WHAT IS EXPECTED -
Go through the following listing and count each line that contains the string "green"; the answer is that number alone.

SOURCE DATA -
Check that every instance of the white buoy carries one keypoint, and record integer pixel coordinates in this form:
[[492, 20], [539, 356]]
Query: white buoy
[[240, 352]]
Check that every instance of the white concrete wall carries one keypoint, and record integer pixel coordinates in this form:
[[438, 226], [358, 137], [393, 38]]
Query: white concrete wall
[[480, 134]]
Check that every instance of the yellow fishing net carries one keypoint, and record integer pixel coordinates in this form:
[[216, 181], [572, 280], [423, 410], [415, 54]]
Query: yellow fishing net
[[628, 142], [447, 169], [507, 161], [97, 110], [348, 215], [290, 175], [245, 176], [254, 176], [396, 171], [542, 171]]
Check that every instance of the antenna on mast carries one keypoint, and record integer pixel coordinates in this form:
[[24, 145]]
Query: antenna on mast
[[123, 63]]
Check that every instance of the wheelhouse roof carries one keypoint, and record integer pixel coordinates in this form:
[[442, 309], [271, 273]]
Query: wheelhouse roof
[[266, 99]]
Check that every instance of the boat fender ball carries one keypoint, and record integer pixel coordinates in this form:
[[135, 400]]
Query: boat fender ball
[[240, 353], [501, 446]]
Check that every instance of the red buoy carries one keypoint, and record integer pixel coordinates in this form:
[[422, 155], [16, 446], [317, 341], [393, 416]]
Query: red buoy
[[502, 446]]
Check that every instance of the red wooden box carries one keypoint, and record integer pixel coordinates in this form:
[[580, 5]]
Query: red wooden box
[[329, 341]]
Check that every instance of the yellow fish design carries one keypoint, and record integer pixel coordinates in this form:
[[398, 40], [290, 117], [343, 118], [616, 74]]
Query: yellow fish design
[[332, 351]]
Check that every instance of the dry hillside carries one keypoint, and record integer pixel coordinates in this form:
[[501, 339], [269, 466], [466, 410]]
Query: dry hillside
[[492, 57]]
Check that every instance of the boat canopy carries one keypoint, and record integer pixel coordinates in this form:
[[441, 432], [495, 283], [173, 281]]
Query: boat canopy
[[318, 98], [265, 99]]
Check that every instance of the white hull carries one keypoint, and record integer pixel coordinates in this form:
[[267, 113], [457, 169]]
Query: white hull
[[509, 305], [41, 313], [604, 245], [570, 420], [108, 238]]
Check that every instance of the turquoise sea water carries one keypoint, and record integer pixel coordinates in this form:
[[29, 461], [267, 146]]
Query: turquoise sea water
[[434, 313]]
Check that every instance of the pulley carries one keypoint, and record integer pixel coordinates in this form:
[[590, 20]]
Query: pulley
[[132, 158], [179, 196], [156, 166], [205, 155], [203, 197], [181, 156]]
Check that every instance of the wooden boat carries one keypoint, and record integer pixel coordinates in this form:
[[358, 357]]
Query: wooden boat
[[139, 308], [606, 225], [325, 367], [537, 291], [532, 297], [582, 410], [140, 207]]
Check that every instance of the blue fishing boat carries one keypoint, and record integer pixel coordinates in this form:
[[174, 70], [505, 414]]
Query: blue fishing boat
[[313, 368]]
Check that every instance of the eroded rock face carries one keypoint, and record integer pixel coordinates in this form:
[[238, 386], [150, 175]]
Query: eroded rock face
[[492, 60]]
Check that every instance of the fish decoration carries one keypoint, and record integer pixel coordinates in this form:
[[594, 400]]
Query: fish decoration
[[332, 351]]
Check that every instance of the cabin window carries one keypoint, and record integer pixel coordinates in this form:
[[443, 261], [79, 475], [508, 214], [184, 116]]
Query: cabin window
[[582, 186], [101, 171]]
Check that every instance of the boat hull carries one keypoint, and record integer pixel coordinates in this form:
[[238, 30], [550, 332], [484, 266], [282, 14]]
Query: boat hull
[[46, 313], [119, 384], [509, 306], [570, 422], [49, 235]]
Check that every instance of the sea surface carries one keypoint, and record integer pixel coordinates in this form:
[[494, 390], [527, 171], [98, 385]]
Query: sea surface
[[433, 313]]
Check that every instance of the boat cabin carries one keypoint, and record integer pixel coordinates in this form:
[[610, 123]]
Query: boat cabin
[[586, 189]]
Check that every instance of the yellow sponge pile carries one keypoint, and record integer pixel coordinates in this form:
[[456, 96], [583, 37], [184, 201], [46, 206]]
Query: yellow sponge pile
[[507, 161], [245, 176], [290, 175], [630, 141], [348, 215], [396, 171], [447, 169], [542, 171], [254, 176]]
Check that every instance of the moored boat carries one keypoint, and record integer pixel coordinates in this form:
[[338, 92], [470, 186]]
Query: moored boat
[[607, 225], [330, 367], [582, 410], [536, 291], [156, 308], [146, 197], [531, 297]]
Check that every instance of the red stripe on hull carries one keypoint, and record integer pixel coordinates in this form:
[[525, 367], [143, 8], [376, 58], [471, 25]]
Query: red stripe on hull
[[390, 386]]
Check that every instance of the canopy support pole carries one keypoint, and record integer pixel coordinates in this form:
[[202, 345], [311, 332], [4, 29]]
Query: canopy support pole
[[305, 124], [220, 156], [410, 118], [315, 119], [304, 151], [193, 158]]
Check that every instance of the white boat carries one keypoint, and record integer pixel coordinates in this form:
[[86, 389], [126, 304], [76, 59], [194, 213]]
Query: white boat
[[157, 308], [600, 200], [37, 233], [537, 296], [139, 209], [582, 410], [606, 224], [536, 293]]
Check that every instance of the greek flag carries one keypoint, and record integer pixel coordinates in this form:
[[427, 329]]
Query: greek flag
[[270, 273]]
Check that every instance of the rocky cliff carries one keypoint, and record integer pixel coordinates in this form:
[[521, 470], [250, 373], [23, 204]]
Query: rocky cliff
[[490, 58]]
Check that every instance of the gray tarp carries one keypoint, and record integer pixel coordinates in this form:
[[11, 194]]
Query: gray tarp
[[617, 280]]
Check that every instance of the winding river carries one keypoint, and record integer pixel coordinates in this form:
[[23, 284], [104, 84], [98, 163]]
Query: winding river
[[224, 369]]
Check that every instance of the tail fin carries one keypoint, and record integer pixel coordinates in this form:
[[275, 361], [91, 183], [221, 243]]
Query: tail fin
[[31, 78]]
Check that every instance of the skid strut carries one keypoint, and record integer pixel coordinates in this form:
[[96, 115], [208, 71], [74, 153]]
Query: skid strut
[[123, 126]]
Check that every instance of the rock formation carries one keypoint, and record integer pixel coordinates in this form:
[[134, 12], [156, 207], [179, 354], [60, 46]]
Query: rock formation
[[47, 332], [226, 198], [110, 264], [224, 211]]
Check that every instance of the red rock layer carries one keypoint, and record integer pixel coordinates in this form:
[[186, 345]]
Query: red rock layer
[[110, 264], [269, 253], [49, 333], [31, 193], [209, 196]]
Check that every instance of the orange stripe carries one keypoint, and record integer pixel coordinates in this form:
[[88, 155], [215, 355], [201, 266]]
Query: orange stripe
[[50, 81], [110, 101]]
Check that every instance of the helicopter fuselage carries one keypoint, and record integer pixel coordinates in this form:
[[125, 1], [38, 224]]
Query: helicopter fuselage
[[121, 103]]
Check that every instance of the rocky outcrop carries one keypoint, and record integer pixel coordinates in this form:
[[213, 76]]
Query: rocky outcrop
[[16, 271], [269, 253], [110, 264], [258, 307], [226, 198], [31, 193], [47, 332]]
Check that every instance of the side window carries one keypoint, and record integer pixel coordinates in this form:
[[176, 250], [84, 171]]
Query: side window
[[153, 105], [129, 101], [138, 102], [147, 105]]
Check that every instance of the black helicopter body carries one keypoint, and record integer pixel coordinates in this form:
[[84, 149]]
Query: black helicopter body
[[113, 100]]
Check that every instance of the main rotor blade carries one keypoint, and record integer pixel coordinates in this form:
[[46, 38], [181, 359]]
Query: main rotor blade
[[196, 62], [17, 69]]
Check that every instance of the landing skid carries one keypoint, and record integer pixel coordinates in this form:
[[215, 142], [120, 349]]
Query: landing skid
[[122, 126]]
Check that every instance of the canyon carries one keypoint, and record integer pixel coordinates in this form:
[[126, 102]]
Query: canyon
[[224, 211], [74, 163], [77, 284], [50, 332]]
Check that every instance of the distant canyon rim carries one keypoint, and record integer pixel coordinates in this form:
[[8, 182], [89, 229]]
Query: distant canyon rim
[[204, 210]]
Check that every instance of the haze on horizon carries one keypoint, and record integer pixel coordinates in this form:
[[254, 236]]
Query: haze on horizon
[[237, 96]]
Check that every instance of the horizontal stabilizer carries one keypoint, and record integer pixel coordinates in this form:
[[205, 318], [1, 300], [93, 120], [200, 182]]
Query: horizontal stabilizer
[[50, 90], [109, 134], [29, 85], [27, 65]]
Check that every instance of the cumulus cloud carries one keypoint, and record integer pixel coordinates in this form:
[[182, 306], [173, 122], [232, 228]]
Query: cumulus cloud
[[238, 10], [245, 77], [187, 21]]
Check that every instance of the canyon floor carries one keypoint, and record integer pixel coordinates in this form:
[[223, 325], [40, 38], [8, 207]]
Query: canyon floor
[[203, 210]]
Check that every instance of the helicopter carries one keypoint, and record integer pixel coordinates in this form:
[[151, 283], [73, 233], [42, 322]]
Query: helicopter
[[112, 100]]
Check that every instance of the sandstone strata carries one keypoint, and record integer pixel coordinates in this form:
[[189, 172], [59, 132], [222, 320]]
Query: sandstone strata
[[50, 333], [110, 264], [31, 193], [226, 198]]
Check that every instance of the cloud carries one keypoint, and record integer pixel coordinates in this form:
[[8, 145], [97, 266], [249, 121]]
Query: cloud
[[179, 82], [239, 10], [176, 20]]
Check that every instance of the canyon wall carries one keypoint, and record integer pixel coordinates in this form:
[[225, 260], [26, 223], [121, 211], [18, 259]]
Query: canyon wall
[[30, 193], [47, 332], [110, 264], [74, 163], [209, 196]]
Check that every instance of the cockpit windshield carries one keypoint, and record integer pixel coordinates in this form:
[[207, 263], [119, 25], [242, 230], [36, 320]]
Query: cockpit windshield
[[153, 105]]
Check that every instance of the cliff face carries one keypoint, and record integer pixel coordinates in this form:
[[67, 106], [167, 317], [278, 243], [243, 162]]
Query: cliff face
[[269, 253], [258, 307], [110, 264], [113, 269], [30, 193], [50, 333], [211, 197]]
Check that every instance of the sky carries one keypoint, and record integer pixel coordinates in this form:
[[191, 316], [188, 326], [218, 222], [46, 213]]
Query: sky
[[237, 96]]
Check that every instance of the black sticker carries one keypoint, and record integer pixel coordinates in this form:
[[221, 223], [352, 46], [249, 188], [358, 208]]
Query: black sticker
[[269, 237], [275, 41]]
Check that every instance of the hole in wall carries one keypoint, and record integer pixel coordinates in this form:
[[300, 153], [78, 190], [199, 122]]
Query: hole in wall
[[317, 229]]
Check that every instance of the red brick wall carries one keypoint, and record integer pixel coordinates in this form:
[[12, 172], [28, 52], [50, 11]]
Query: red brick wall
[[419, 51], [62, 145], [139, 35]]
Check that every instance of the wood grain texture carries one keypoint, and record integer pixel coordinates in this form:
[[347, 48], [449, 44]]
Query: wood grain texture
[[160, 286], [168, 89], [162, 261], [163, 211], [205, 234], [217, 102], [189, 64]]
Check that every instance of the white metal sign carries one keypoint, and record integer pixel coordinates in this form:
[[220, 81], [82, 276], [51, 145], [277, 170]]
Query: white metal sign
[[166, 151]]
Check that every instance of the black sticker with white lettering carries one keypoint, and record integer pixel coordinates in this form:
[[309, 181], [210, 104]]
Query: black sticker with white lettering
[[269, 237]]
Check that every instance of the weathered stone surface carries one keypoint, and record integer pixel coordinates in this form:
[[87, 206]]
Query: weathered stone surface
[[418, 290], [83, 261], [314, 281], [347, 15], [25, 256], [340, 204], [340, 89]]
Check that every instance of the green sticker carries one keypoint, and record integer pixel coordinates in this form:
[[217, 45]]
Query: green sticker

EXERCISE RESULT -
2